Take the entries that follow and return only the lines from the one with "shaped like [116,78]." through the final line, leaving every picture behind.

= Beginning of Section =

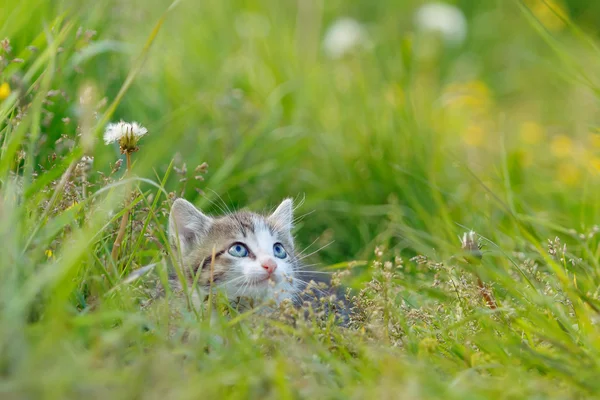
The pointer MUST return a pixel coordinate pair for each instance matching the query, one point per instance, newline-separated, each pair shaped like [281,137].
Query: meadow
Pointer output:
[445,172]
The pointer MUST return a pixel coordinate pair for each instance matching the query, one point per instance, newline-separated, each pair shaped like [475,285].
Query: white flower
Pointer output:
[343,36]
[445,19]
[126,134]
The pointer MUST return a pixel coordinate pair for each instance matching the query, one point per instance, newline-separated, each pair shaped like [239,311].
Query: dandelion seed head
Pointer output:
[445,19]
[127,134]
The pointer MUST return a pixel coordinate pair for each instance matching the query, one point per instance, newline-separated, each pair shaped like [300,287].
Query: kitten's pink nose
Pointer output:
[269,265]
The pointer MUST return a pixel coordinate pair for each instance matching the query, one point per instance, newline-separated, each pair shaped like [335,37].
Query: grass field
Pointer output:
[394,141]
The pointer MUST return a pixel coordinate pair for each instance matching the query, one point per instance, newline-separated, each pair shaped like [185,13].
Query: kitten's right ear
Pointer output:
[188,224]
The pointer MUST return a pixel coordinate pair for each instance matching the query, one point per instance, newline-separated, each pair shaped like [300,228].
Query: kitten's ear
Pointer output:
[283,216]
[188,224]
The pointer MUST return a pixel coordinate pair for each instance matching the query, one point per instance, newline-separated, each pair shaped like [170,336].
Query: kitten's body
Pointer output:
[244,254]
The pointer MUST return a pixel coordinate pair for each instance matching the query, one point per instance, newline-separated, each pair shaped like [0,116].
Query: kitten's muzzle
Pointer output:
[269,265]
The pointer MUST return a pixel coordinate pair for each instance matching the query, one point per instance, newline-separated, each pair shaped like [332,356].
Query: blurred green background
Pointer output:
[396,140]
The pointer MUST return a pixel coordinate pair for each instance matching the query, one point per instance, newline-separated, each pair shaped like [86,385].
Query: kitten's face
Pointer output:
[245,254]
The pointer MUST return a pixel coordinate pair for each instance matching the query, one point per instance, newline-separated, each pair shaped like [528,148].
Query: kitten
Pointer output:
[253,254]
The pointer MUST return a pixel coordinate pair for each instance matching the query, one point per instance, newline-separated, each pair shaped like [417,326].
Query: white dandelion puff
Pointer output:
[445,19]
[344,36]
[126,134]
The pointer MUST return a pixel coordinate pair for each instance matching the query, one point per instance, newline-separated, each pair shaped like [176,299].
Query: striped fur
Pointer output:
[202,243]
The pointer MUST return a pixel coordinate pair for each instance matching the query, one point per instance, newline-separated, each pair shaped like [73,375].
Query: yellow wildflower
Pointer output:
[568,174]
[4,91]
[473,97]
[550,13]
[594,140]
[531,132]
[561,146]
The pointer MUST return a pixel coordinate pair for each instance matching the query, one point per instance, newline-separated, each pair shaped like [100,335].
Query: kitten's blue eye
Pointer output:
[279,251]
[238,250]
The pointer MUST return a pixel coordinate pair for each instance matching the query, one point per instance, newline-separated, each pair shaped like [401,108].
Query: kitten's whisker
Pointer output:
[304,266]
[308,247]
[313,286]
[314,272]
[316,251]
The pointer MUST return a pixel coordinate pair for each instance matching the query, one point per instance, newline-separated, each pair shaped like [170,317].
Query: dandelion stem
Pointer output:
[124,219]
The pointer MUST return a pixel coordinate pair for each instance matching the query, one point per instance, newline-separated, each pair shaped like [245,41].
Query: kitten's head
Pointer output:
[245,254]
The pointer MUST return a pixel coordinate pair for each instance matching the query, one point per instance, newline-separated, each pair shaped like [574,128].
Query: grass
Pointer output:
[392,152]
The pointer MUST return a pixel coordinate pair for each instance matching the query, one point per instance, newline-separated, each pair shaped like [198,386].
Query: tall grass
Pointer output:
[392,153]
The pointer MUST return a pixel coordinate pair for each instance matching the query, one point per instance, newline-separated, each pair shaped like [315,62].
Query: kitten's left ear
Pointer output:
[283,216]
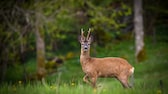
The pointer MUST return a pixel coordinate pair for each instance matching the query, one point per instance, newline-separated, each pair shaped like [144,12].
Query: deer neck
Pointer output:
[85,56]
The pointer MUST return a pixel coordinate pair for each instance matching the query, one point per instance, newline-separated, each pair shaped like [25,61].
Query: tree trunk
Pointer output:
[40,48]
[139,33]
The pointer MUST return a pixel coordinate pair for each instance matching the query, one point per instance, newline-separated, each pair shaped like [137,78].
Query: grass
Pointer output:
[150,75]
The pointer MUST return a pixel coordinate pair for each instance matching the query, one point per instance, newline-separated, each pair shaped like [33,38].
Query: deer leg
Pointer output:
[86,79]
[93,81]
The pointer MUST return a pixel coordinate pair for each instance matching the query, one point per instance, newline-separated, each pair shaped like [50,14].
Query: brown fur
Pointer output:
[103,67]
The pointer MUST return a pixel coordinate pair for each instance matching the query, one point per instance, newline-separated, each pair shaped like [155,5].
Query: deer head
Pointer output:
[85,41]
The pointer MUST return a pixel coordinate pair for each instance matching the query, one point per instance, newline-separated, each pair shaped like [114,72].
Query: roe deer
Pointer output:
[103,67]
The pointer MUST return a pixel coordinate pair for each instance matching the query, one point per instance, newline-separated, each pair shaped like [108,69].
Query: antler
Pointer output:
[88,35]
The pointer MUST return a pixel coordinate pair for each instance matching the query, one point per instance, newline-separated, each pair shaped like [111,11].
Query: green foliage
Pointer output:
[68,79]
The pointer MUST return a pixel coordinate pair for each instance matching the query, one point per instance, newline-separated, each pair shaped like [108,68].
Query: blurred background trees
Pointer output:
[51,27]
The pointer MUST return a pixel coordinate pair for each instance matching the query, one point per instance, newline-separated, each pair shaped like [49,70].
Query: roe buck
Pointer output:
[103,67]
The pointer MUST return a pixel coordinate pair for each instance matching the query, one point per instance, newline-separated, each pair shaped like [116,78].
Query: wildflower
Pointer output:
[94,90]
[20,82]
[14,89]
[159,92]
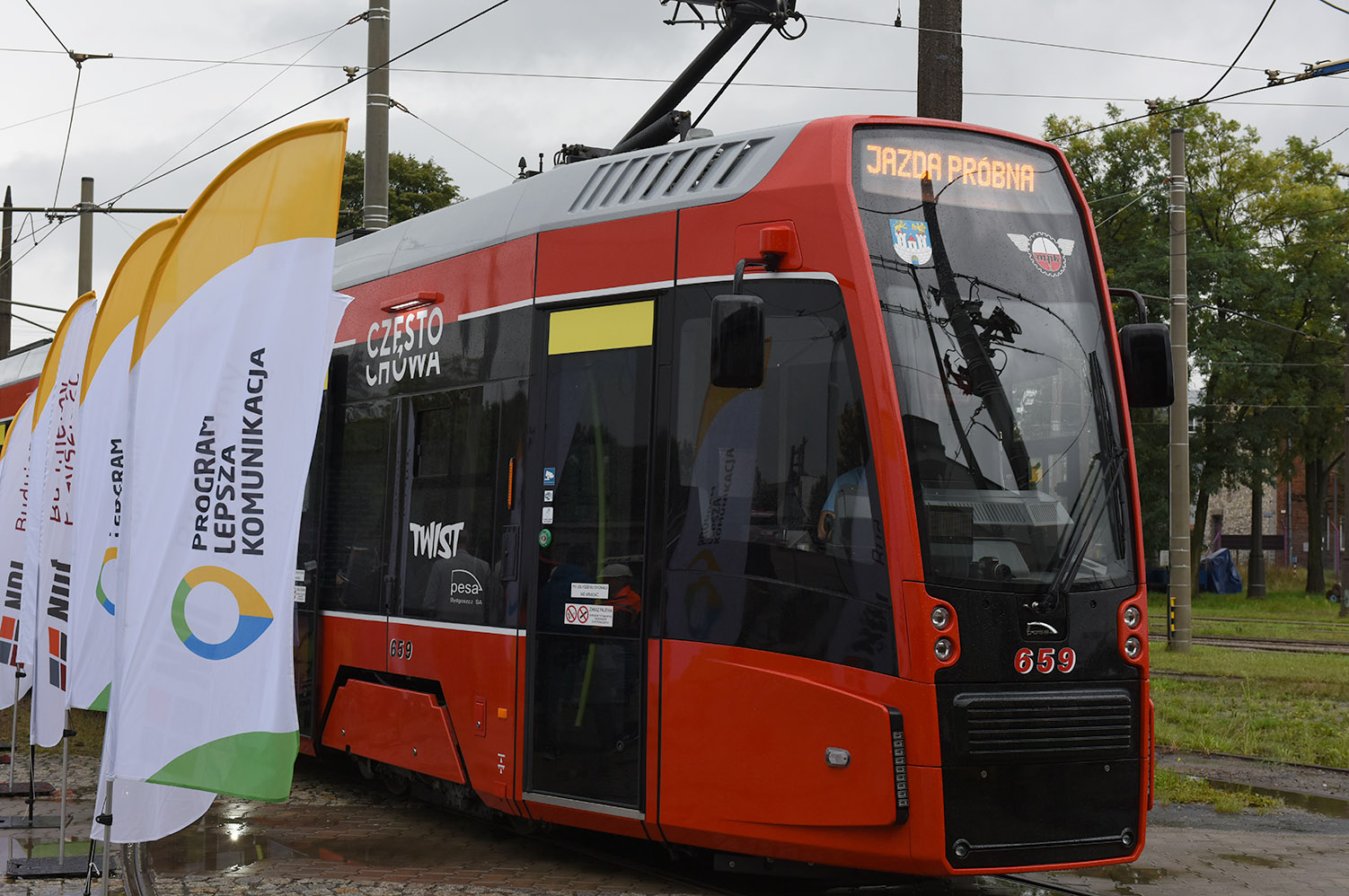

= End of Section =

▶ RESULT OF THIS TASK:
The pointer MUST return a pixel coordinate pair for each instance matching the query, one point per instance, newline-separated, each pair shaped like [116,78].
Query: wildflower
Pointer output:
[94,90]
[20,82]
[14,89]
[159,92]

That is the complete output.